Update the listing starting at the line that contains "orange wing membrane." and ending at the line that contains "Target: dragonfly's front leg", replacing "Target" with "Object" and keeping everything else the same. Give back only those lines.

DATASET ENTRIES →
============================================================
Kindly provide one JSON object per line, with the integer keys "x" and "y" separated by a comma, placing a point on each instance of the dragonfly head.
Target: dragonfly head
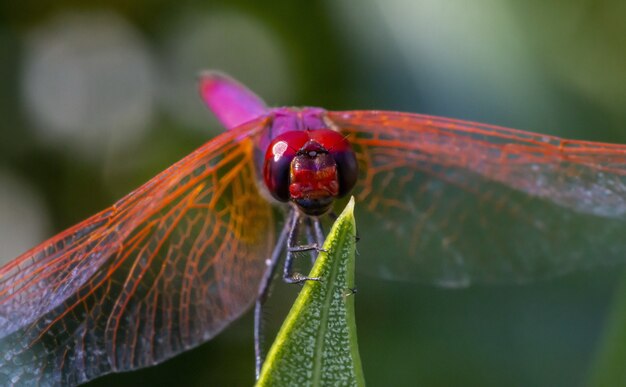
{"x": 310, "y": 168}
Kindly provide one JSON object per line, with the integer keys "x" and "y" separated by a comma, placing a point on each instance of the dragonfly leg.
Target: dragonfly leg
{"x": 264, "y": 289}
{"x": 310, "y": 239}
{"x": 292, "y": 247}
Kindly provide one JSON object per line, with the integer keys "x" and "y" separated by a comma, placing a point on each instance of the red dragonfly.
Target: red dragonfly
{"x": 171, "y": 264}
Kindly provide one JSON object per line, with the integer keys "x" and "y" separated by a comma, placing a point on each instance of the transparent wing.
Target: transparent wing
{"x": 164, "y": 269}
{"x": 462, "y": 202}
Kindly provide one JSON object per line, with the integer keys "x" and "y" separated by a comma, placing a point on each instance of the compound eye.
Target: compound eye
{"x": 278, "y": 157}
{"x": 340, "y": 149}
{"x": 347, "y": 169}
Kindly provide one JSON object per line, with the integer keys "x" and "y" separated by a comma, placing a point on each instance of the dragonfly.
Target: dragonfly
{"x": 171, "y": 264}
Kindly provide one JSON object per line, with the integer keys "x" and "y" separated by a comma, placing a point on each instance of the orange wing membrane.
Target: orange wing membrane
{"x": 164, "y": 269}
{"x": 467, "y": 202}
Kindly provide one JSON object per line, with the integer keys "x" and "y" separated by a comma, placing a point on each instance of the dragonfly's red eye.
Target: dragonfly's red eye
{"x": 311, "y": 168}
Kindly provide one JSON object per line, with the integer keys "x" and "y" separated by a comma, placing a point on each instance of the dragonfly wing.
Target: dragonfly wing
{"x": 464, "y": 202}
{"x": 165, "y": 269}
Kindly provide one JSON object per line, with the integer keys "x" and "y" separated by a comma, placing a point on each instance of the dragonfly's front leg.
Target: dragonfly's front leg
============================================================
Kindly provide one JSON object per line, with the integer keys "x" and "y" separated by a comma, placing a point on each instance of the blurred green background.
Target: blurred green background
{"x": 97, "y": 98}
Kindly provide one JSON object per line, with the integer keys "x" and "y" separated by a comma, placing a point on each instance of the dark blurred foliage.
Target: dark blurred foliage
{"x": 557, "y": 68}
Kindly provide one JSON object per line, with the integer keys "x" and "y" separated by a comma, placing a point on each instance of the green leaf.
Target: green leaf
============================================================
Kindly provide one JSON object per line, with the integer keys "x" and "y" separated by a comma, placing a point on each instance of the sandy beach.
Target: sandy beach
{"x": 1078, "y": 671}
============================================================
TASK SOLUTION →
Kindly provide one JSON object per line, with the integer keys "x" and "y" separated by a comma, placing a point on each instance of the orange wing membrane.
Object: orange wing membrane
{"x": 164, "y": 269}
{"x": 467, "y": 202}
Kindly provide one JSON object per line, with the integer keys "x" and "y" separated by a comma, placing a point on each instance of the dragonfly's red eye.
Object: dragonfly's red eye
{"x": 311, "y": 168}
Kindly provide one JSON object per line, with the integer keys "x" and "y" separated by a comma, placing a point on each instance of the dragonfly wing.
Object: dragonfly wing
{"x": 464, "y": 202}
{"x": 165, "y": 269}
Kindly provide one JSON object per line, with the integer keys "x" and "y" separated by a comma, placing a point on each instance of the dragonfly's front leg.
Object: dragonfly's front leg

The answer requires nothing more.